Exercise tasks:
a - Answer these from the fish market thread:
(i) How many tons per year does the paper say the Fulton Fish Market moves?
(ii) In what year was the NYT article that figure is based on?
(iii) What was Tokyo still called in the year Tsunenori Iida says he has been there since?
b - Carry on the fish market thread, picking up right after its final line.

Passage provided:

****

This paper has the Fulton Fish Market moving approx. 115,000 tons per year,
based on an NYT article from 2005. This puts the FFM near a much more
respectable ~300 tons/day.

<http://www.economics.ox.ac.uk/Research/wp/pdf/paper254.pdf>

------
saikat
"The little guy with the big knife is Tsunenori Iida. He speaks not as an
individual but as an emanation, the present voice, of the generations whose
blood flows in him and who held the long knife in lifetimes before him, just
as he speaks of Masahisa as if he were the same Masahisa who wrought the first
samurai sword, in the days of dark mist. Thus it is that he tells me he's been
here since 1861, during the Tokugawa shogunate, when this city, Tokyo, was
still called Edo."

Reminds me of the metaphor Clay Shirky uses in his "Love, Internet Style"

****

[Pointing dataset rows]
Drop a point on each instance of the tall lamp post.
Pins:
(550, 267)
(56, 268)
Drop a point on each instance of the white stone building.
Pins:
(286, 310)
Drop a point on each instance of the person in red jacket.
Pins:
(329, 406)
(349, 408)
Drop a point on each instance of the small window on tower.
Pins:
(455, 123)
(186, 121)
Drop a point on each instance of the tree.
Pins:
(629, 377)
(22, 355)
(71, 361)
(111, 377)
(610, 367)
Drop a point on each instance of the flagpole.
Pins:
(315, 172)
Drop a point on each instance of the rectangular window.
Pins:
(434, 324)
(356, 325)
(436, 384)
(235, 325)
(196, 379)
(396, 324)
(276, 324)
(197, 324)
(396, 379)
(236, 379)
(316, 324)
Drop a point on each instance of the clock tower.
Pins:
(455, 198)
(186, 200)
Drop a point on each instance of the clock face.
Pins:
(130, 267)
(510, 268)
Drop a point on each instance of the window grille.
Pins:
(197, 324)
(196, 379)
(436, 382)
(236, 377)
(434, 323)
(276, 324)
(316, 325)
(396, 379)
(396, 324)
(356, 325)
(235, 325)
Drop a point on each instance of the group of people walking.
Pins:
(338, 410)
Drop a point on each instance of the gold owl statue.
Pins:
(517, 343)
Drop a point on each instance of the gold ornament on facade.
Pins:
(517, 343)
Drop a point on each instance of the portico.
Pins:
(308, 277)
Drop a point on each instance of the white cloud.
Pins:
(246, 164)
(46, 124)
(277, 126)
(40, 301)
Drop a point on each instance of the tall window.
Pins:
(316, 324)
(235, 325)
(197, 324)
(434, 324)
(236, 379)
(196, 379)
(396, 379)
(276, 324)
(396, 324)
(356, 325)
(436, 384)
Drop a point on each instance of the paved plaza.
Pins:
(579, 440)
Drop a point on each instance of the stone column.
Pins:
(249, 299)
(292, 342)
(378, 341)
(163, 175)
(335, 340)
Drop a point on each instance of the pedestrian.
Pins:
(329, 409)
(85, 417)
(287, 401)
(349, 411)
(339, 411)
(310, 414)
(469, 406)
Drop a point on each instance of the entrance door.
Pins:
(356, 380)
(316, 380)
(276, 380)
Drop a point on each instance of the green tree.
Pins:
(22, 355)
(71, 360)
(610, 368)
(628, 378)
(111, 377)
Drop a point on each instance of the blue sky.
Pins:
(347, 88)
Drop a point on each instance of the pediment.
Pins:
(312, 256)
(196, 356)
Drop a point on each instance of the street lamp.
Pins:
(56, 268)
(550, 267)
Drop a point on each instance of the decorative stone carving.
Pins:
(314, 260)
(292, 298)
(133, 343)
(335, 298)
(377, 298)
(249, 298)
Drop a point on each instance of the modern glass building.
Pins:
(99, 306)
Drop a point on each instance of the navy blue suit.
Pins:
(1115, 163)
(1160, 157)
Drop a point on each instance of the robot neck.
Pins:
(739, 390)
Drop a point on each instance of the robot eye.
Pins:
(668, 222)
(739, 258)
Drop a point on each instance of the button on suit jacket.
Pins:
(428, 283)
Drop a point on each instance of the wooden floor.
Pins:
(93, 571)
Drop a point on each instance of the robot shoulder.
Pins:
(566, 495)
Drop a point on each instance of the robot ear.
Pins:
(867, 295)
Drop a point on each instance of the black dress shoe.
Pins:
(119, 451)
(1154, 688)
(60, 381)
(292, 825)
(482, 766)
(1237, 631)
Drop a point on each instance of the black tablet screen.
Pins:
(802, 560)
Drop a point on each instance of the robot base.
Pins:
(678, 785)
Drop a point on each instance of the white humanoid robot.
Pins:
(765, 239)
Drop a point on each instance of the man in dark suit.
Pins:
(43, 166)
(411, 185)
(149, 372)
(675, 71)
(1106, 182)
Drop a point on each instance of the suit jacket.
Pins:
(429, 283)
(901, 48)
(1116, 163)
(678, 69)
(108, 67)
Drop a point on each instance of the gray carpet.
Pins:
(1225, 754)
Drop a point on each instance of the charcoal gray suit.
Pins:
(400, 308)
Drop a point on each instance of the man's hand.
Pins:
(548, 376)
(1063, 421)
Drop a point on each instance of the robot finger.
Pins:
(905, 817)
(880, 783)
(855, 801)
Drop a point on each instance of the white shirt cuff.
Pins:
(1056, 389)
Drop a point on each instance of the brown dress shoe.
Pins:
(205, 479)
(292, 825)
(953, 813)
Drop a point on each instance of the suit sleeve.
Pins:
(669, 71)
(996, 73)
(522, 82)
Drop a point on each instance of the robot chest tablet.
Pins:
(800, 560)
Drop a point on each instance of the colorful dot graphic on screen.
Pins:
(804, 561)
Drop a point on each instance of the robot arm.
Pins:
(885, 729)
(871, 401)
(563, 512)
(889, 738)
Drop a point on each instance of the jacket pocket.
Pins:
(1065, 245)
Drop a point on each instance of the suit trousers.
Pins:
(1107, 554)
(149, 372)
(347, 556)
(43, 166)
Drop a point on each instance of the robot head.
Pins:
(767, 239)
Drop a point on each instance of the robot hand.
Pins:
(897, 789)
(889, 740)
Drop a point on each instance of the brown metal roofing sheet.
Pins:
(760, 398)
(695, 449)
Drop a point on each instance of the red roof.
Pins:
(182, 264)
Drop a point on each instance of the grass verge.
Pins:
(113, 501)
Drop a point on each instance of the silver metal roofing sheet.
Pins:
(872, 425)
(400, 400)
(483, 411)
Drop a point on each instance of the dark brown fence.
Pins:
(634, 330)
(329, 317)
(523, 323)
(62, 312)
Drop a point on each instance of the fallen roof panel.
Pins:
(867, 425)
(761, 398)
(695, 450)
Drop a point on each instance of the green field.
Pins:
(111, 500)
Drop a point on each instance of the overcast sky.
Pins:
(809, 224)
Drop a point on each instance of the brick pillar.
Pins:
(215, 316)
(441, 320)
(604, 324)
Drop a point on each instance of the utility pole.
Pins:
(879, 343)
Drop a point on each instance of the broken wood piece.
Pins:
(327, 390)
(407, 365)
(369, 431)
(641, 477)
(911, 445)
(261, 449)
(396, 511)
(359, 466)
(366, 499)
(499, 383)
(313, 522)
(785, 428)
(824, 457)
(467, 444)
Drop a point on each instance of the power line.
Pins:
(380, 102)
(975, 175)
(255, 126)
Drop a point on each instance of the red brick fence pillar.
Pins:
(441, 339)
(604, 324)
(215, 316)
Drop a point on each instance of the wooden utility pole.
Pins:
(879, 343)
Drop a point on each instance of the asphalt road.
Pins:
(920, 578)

****

Answers to the exercises:
a -
(i) Approximately 115,000 tons per year.
(ii) 2005.
(iii) Edo.

b -
(<http://www.youtube.com/watch?v=Xe1TZaElTAs>) speech. He talks about the Ise
Shinto shrine, which the Japanese claim to be 1300 years old even though the
building itself is rebuilt periodically. The Japanese think it is 1300 years
old because the function of the shrine has existed for 1300 years, just like
the function of this man has been around since 1861, even if he, the mere
physical manifestation of this function, has not. Interesting way to think and
define oneself.

------
kaiguy
No talk at all about dwindling fish stocks, high mercury content, and Japan's
obvious global destruction of marine ecosystems. I wish people would get real,
and try to realize that we're basically raping the ocean. No different than
hunting wild Animals in Africa and airlifting them directly to $400 plates...

------
iron_ball
"Not Hacker News," but I love this article, and it's been in my bookmarks list
for a long time. I still haven't been able to spare the $700 for a meal at
Masa... but it's on my bucket list.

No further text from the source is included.